◆ **Excerpt to read**:

The facts of Hydrolevel are relevant to this case. Plaintiff, Hydrolevel, Inc. (“Hydrolevel”), produced a low-water fuel cutoff device for use in heating boilers which included a time delay. Id. at 560, 102 S.Ct. 1935. Hydrolevel received business from an important client that had previously purchased the product of the dominant competitor in the low-water fuel cutoff device market, McDonnell & Miller, Inc. (M' & M). Id. The M & M device did not include a time delay. Id. M & M was a member of ASME which promulgated the industry’s highly-influential model codes. Id. at 559-60, 102 S.Ct. 1935. The model codes are advisory, but have a powerful influence. Id. They are adopted by federal regulations, 46 States, and all but one of the Canadian Provinces. Id. at 559, 102 S.Ct. 1935. “[I]f a manufacturer’s product cannot satisfy the applicable ASME code, it is at a great disadvantage in the marketplace.” Id.

The vice president of M & M was vice chairman of the ASME subcommittee that produced the segment of the model code governing low-water fuel cutoff devices. Id. Sensing that Hydrolevel’s device would intrude into M & M’s market share, the M & M executive, in his capacity as vice chairman of the subcommittee, conspired with the chairman of the subcommittee to create an inquiry letter to ASME’s Boiler and Pressure Vessel Committee asking whether a fuel cutoff device with a time delay would satisfy the requirements of the ASME Code. Id. at 561,102 S.Ct. 1935. The chairman, who helped to author the inquiry, drafted a response to the letter condemning fuel cutoff devices that incorporate a time delay as unsafe. Id. He was able to retain control over the draft response by treating the response as unofficial. Id. The draft response was inaccurate. Id. Utilizing the chairman’s draft response verbatim, and without checking its accuracy, the secretary of the subcommittee issued a letter condemning the low-water level cutoff device with a time delay as unsafe under ASME’s standards, and it was mailed on ASME stationary. Id. at 561-62,102 S.Ct. 1935.

Based on that statement, M & M orchestrated an effective publicity campaign stating that Hydrolevel’s device violated ASME’s model code. Id. at 562, 102 S.Ct. 1935. Consequently, Hydrolevel’s business suffered. Id. The Court pointed out that “M & M successfully used its position within ASME in an effort to thwart Hydrolevel’s competitive challenge.” Id. After several months, Hydrolevel learned about the subcommittee’s interpretation from a former customer. Id. In response to Hydrolevel’s ensuing complaints, ASME *362initiated an investigation which ultimately concluded that no wrongdoing had occurred. Id. at 563-64, 102 S.Ct. 1935.

◆ **Data shown**:

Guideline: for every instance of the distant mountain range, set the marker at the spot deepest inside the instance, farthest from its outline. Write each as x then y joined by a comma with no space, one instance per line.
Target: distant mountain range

◆ **Problems**:
(a) Rewrite the paragraph of the Hydrolevel case summary that begins "Based on that statement" as a short bulleted list that keeps its main facts.
(b) Carry on the Hydrolevel case summary from where it stops.

◆ **Expected results**:
(a)
- M & M ran an effective publicity campaign claiming that Hydrolevel's device violated ASME's model code.
- As a result, Hydrolevel's business suffered.
- The Court noted that M & M had successfully used its position within ASME to try to thwart Hydrolevel's competitive challenge.
- Several months later, Hydrolevel learned of the subcommittee's interpretation from a former customer.
- Hydrolevel complained, and ASME opened an investigation that ultimately concluded no wrongdoing had occurred.

(b)
Hydrolevel filed suit against M & M and ASME alleging violations of Sections 1 and 2 of the Sherman Act. Id. at 564, 102 S.Ct. 1935. M & M settled the suit with Hydro-level, and the case went to trial against ASME. Id. The jury returned a verdict in favor of Hydrolevel which the United States Court of Appeals for the Second Circuit subsequently affirmed concluding that ASME could be held liable if its agents had acted within the scope of their apparent authority. Id. at 565, 102 S.Ct. 1935.

On a writ of certiorari, the issue before the Supreme Court was whether ASME could be held liable under the antitrust laws for the acts of its agents performed with apparent authority. Id. at 559, 102 S.Ct. 1935. The Court definitively answered in the affirmative. Id. The Court concluded that ASME’s liability under a theory of apparent authority is consistent with the intent behind the antitrust laws reasoning that ASME’s agents had the power to restrain competition because of the tremendous influence of ASME’s model code. Id. at 570-71, 102 S.Ct. 1935. Focusing on the force of ASME’s reputation, the Court stated:

[A] standard-setting organization like ASME can be rife with opportunities for anticompetitive activity. Many of ASME’s officials are associated with members of the industries regulated by ASME’s codes. Although, undoubtedly, most serve ASME without concern for the interests of their corporate employers, some may well view their positions within ASME, at least in part, as an opportunity to benefit their employers. When the great influence of ASME’s reputation is placed at their disposal, the less altruistic of ASME’s agents have an opportunity to harm their employers’ competitors through manipulation of ASME’s codes.

Id. at 571, 102 S.Ct. 1935. Thus, the Court stated that “a rule that imposes liability on the standard-setting organization — which is best situated to prevent antitrust violations through the abuse of its reputation— is most faithful to the congressional intent that the private right of action deter antitrust violations.” Id. at 572-73, 102 S.Ct. 1935.

Moreover, the Court determined that ASME could be held liable even though it did not ratify the actions of its agents. Id. at 573, 102 S.Ct. 1935. The Court explained that a ratification rule would have anticompetitive effects contrary to the purposes of the antitrust law because ASME could conceivably avoid liability by ensuring that it was ignorant of its agents’ conduct and, therefore, would do as little as possible to oversee its agents. Id.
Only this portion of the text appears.